** SELECTED EXCERPT **
--------
War Crimes (Follow-Up)

Posted on April 23rd, 2008 by Daniel Larison

Megan McArdle responds to my earlier post, and clarifies her point enough that I see that we aren’t very far apart on this question.  I mistook Ms. McArdle’s description of what can happen in war, which she correctly says is often far removed from the original causes of the war, for an argument that war crimes are somehow an unavoidable consequence of going to war.  The misinterpretation was mine, and I regret berating her over that, since I have evidently read too much into her remark about Dresden.  However, in the post just before it in which she is responding to Sullivan’s critique, she makes another statement that strikes me as odd:

I said that what the Bush administration has done was not the result of choosing what Glenn Greenwald called an “aggressive” war in Iraq. (To be distinguished, presumably, from the peaceful, passive sorts of wars that other countries have.)

In fact, except for this parenthetical remark, I generally agree with Ms. McArdle in this post as well, but the remark seems unnecessary.  There are aggressors in war, and in the case of Iraq I hope we could agree that our government was that aggressor.  Since aggressive war is itself a crime and a violation of international law, it is reasonable to expect that governments that wage aggressive war will be more likely to ignore legal conventions against other kinds of crimes committed during war.  No one would deny that governments defending against invasion can commit atrocities, but because as the state of the war has been created by the aggressor there is some sense in which all atrocities that take place during the war can be traced back to the aggressor and the aggressor is responsible for them to one degree or another.  Obviously, no state wages “peaceful” or “passive” wars, but not all states wage wars of aggression and I would wager that there is a connection between launching wars of aggression and the frequency of war crimes and other violations of international law.  As the example of Dresden reminds us, though, a state that is responding to another state’s aggression can commit war crimes, which I suppose brings us back to Ms. McArdle’s more recent post.
--------
** Records from a collection **

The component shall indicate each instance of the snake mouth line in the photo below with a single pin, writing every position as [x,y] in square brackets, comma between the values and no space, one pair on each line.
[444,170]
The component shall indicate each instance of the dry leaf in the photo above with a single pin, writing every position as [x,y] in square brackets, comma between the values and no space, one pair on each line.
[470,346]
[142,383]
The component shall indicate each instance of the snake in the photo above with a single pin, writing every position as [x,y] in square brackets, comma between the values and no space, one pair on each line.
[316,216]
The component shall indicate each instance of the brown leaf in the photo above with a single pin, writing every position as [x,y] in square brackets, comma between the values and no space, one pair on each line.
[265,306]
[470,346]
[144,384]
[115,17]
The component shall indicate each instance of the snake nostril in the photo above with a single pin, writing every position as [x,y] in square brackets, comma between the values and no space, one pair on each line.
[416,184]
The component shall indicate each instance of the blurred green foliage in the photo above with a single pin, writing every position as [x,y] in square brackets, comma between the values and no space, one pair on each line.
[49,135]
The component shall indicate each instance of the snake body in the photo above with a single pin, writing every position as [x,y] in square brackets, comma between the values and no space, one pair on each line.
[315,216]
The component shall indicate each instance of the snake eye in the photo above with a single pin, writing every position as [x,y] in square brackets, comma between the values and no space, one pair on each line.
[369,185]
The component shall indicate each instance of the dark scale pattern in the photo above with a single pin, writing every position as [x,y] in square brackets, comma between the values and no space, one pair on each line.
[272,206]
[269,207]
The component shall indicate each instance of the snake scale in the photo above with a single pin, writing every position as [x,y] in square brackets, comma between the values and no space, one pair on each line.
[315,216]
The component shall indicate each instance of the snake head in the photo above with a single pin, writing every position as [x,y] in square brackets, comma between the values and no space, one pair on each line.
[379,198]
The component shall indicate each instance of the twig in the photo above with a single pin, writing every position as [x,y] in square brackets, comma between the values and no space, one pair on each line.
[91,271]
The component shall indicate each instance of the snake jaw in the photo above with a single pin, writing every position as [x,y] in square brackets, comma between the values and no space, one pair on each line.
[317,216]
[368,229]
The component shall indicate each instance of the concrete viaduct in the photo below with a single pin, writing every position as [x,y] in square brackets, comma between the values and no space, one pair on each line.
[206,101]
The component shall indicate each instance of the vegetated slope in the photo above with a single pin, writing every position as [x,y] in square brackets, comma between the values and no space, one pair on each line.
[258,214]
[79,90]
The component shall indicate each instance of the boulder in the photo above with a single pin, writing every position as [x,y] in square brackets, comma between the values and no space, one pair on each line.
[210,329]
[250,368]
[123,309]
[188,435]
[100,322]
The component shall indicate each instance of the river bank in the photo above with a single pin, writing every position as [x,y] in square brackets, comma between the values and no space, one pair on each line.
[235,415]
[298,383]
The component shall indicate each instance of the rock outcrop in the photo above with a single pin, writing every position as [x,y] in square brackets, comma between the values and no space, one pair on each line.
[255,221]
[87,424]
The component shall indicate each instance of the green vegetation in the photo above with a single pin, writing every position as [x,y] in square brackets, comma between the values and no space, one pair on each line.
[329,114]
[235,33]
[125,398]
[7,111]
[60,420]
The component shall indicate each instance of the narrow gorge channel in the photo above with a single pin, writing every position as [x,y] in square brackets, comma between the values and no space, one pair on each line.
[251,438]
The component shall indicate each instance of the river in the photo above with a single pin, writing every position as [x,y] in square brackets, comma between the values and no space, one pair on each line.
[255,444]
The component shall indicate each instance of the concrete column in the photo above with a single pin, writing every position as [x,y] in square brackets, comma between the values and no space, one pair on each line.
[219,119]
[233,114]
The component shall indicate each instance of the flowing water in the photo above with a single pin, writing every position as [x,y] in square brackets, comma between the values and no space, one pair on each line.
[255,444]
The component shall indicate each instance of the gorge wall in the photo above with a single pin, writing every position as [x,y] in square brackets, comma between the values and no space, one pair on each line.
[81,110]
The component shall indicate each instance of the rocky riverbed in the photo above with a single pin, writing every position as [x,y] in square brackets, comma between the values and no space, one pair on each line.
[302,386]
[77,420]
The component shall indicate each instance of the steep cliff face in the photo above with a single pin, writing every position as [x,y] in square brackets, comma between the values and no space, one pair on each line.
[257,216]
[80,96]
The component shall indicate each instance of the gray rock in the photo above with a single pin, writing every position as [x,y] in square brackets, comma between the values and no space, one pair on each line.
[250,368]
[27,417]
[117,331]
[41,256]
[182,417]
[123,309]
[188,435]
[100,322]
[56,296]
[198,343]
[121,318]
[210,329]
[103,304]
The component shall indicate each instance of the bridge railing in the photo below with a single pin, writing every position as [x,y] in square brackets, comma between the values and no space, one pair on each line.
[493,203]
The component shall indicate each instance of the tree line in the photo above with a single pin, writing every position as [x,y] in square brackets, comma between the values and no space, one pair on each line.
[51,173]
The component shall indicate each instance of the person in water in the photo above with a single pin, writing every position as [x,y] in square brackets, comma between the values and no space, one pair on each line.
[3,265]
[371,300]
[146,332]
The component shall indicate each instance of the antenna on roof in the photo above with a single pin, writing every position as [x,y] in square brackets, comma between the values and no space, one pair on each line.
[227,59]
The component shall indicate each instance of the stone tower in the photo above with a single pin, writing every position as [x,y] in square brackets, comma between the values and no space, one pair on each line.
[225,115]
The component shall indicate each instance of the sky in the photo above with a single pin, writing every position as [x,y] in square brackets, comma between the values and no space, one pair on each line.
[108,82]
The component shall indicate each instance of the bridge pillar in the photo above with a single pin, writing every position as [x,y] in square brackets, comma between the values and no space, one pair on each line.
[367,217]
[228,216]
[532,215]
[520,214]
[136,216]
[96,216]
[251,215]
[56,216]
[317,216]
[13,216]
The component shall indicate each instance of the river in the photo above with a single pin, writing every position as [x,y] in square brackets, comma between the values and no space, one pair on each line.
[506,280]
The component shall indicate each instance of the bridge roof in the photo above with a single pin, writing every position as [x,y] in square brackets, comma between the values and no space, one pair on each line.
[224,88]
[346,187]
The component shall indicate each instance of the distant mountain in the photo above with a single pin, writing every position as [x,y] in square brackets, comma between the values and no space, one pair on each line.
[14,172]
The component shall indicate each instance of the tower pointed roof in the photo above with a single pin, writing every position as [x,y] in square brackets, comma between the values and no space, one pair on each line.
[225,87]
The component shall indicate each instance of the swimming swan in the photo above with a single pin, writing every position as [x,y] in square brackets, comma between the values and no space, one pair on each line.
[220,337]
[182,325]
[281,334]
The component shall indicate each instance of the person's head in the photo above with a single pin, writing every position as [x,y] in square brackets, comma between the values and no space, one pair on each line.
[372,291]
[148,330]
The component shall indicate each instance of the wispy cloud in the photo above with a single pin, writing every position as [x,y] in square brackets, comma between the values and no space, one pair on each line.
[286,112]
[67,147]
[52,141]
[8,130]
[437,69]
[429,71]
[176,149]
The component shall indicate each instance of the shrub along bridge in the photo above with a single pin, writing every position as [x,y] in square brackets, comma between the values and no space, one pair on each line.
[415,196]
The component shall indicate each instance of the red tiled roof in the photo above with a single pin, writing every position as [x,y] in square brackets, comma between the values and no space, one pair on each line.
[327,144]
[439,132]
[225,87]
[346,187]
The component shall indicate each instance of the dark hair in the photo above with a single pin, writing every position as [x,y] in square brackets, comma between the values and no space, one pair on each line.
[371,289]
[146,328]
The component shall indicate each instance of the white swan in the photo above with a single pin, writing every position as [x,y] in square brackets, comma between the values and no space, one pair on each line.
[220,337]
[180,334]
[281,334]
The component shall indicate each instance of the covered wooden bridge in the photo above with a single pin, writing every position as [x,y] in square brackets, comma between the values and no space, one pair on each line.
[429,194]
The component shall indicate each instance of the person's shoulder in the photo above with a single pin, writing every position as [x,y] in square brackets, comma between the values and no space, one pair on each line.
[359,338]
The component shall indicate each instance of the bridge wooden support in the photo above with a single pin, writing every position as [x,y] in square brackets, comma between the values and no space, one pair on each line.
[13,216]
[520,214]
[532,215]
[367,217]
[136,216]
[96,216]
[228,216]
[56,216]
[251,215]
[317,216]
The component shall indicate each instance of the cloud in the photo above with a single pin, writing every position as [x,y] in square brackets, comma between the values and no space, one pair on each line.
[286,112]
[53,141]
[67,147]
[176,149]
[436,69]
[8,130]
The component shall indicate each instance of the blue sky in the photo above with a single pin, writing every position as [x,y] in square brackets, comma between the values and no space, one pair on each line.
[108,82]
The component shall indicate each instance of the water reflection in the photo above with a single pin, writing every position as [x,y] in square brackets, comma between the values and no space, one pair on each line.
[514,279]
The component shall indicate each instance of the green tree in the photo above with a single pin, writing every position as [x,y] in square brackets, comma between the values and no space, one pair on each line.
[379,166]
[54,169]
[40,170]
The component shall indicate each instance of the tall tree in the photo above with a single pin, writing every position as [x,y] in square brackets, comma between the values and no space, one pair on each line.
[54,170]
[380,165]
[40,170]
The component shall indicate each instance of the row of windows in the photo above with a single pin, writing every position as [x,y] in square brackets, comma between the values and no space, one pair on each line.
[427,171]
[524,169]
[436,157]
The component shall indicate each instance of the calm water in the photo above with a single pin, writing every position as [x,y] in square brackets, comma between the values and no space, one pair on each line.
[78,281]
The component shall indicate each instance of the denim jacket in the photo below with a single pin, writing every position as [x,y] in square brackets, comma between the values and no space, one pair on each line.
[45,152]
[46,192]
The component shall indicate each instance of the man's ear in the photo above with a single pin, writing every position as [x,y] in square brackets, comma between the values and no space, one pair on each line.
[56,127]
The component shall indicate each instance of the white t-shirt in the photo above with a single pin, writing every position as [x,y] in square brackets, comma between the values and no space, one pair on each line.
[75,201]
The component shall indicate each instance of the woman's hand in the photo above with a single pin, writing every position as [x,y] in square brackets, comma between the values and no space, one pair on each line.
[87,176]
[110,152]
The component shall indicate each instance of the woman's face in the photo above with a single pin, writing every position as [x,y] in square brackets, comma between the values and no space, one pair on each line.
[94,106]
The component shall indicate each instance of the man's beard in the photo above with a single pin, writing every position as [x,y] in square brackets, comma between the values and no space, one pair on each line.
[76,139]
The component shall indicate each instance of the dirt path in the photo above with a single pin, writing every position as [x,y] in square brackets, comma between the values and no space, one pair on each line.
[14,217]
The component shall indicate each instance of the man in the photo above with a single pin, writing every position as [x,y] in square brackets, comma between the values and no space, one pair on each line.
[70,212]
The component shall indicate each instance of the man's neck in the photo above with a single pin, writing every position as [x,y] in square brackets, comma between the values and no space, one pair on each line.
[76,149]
--------
** STATED GOAL **
Reproduce the blog post on war crimes in full, without any alteration. The records are independent material and bear no relation to the blog post.

** FINISHED EXERCISE **
War Crimes (Follow-Up)

Posted on April 23rd, 2008 by Daniel Larison

Megan McArdle responds to my earlier post, and clarifies her point enough that I see that we aren’t very far apart on this question.  I mistook Ms. McArdle’s description of what can happen in war, which she correctly says is often far removed from the original causes of the war, for an argument that war crimes are somehow an unavoidable consequence of going to war.  The misinterpretation was mine, and I regret berating her over that, since I have evidently read too much into her remark about Dresden.  However, in the post just before it in which she is responding to Sullivan’s critique, she makes another statement that strikes me as odd:

I said that what the Bush administration has done was not the result of choosing what Glenn Greenwald called an “aggressive” war in Iraq. (To be distinguished, presumably, from the peaceful, passive sorts of wars that other countries have.)

In fact, except for this parenthetical remark, I generally agree with Ms. McArdle in this post as well, but the remark seems unnecessary.  There are aggressors in war, and in the case of Iraq I hope we could agree that our government was that aggressor.  Since aggressive war is itself a crime and a violation of international law, it is reasonable to expect that governments that wage aggressive war will be more likely to ignore legal conventions against other kinds of crimes committed during war.  No one would deny that governments defending against invasion can commit atrocities, but because as the state of the war has been created by the aggressor there is some sense in which all atrocities that take place during the war can be traced back to the aggressor and the aggressor is responsible for them to one degree or another.  Obviously, no state wages “peaceful” or “passive” wars, but not all states wage wars of aggression and I would wager that there is a connection between launching wars of aggression and the frequency of war crimes and other violations of international law.  As the example of Dresden reminds us, though, a state that is responding to another state’s aggression can commit war crimes, which I suppose brings us back to Ms. McArdle’s more recent post.